Assignment
Among the entries that follow, some lines contain the word "white". Show all of them.

----- Source material -----

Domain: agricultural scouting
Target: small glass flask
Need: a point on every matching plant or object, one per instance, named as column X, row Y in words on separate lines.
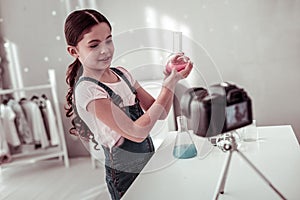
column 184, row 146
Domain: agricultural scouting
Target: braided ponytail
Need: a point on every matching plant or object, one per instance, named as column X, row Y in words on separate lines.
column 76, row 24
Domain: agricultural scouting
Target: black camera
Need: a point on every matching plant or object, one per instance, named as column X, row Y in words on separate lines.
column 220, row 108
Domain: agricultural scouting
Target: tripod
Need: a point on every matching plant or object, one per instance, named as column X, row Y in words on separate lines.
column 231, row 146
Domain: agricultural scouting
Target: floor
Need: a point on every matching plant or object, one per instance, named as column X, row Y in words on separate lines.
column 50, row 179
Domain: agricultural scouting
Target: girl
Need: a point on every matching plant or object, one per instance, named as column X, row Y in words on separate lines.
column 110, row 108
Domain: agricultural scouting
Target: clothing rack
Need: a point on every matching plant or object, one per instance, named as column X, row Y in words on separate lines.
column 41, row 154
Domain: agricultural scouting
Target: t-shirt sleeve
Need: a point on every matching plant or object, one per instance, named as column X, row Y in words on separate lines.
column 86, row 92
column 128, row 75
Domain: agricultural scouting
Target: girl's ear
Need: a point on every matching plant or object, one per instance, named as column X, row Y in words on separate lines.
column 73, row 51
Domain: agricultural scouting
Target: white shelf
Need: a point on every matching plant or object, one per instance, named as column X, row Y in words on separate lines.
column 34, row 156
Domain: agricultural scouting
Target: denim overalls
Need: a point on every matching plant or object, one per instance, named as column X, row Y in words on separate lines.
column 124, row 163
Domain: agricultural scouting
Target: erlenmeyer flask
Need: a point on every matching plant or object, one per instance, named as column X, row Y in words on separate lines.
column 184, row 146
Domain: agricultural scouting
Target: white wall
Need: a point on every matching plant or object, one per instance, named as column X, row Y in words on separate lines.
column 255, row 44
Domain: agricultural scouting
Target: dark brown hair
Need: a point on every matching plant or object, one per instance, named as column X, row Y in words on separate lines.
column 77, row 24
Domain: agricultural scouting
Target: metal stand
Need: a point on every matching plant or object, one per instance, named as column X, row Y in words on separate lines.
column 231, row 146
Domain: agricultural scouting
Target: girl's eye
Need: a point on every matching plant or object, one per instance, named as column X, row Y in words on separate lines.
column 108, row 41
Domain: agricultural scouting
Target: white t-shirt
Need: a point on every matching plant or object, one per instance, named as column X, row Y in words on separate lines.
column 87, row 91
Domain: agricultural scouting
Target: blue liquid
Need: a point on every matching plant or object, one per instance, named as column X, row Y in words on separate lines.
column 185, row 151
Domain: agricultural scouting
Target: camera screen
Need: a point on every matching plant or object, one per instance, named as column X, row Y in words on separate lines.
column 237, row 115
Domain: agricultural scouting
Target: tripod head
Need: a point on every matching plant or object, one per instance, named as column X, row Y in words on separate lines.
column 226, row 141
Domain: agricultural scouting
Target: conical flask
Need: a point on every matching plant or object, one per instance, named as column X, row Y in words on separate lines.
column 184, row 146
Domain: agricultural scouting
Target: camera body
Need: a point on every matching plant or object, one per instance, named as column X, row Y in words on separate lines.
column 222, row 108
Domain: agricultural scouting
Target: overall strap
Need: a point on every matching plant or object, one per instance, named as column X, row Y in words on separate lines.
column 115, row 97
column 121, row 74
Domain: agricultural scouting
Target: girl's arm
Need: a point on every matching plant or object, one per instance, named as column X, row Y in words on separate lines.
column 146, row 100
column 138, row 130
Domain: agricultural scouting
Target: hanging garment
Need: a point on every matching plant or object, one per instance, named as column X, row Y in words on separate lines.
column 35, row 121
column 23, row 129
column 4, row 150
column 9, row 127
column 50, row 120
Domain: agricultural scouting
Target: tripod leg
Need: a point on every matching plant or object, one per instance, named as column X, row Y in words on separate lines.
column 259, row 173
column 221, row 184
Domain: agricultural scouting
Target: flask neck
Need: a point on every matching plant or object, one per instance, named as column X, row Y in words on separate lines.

-----

Task result
Target: white shelf
Target: white wall
Target: white t-shirt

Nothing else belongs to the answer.